**Exercise details**.
Please pick out every line in the records below that contains the word "white" and copy each of those lines in full. Case matters when matching.

>> Start Task data

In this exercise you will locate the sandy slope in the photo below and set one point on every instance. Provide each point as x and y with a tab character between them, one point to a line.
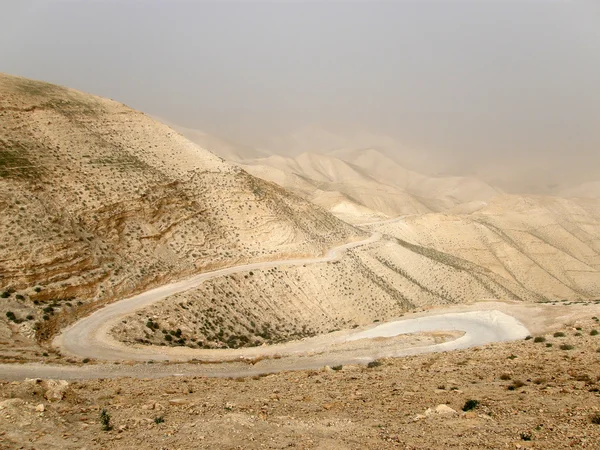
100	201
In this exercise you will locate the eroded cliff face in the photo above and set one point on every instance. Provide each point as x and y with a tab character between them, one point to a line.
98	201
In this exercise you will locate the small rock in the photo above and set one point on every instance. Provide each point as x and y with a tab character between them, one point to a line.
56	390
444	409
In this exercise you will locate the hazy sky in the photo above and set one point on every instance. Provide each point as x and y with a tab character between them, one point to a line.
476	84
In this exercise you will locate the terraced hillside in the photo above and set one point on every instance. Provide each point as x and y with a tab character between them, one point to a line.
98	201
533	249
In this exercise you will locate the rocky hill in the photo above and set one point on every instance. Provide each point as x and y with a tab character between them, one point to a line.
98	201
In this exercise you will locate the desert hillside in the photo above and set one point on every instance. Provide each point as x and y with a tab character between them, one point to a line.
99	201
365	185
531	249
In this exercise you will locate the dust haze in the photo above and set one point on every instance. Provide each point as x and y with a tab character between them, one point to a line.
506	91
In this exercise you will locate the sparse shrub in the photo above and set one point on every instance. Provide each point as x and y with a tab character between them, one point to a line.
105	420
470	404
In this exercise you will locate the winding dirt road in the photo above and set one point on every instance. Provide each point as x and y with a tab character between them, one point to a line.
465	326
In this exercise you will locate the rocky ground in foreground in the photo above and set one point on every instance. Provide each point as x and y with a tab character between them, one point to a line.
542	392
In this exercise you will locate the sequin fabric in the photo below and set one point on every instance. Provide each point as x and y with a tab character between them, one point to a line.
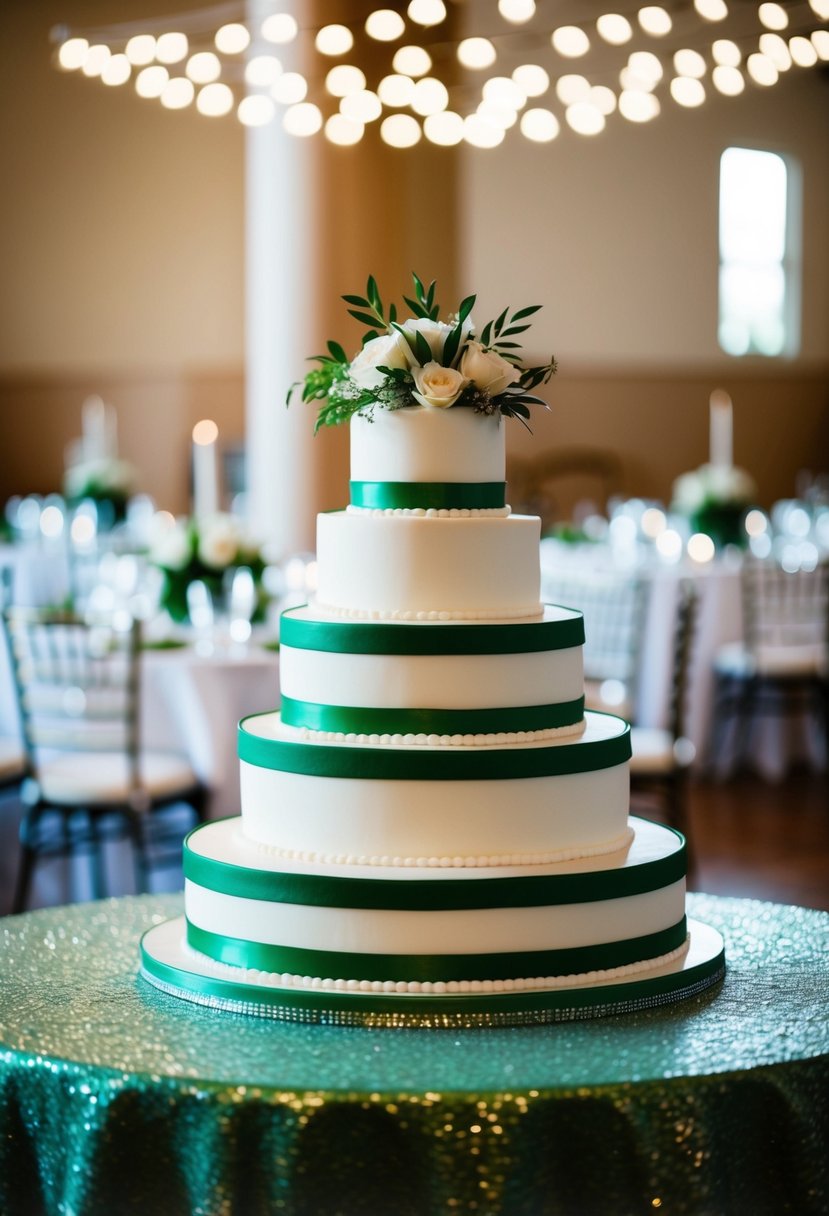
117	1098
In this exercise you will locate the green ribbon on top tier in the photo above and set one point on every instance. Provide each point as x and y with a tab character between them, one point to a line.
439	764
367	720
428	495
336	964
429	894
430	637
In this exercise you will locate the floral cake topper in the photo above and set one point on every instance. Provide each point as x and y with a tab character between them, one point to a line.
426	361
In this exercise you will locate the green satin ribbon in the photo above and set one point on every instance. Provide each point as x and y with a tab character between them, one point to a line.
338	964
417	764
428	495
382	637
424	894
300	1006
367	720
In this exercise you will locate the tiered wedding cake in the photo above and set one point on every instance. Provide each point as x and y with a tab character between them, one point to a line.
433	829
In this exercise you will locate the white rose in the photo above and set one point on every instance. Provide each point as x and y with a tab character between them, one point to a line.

>> End Task data
>> Start Task data

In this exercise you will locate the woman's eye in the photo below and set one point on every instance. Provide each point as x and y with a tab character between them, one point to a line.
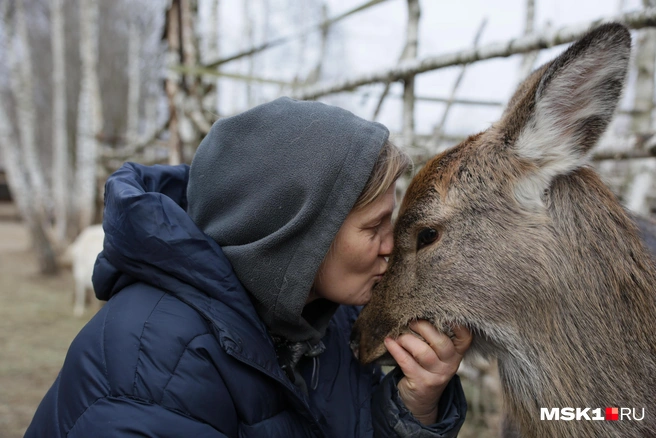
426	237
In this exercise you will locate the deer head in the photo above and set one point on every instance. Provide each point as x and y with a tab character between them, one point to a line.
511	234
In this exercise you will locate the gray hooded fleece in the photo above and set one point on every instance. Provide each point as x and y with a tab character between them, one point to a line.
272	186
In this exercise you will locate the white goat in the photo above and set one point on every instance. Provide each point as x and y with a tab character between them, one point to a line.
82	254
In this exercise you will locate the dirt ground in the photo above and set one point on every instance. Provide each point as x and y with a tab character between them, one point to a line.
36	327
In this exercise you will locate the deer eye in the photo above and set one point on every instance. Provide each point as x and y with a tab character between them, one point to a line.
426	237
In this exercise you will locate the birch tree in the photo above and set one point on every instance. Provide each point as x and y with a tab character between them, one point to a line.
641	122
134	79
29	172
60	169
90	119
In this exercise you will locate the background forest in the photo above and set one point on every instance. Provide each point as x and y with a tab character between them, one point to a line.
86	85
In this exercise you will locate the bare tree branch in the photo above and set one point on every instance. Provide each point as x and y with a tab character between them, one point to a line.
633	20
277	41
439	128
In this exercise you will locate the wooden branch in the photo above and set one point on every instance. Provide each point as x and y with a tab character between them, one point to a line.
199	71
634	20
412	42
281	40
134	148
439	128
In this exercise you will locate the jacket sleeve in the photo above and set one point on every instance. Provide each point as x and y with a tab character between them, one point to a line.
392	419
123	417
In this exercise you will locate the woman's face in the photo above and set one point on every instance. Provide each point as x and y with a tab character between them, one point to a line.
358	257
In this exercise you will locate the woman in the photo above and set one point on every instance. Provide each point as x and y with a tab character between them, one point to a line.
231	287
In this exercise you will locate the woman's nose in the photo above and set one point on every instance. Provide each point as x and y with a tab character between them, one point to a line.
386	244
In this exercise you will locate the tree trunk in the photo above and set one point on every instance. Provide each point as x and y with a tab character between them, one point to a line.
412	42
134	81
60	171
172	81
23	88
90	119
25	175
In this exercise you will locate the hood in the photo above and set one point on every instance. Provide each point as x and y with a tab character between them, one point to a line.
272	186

>> End Task data

**Problem solution**.
In this exercise you will locate the white rose in the photo above and set one point on every instance. Provide each point as x and y with a tab character between them, one point to a line.
In this exercise you will locate the white goat in the photo above and set one point on every instance. Provide each point as x and y with a tab character between them, one point to a line.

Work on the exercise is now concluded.